■ **Data to use**:
------------------------------------------------------------

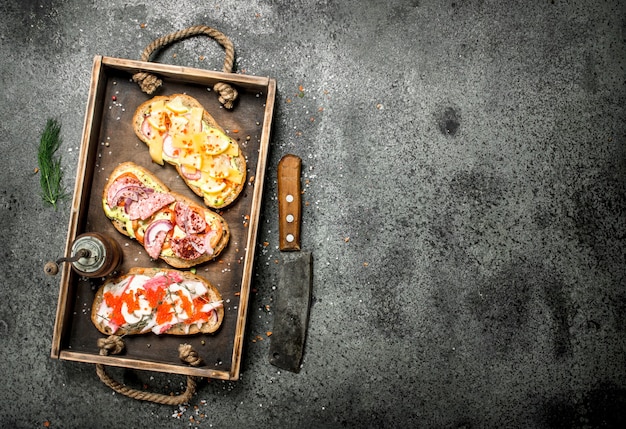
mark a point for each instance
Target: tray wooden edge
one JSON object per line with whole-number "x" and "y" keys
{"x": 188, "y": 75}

------------------------------------------------------------

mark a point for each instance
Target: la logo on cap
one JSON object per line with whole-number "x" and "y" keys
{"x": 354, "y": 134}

------------------------------------------------------------

■ **What you need to do**:
How many lines above contain the string "Target"? Reply with the number alone.

■ **Task output**:
2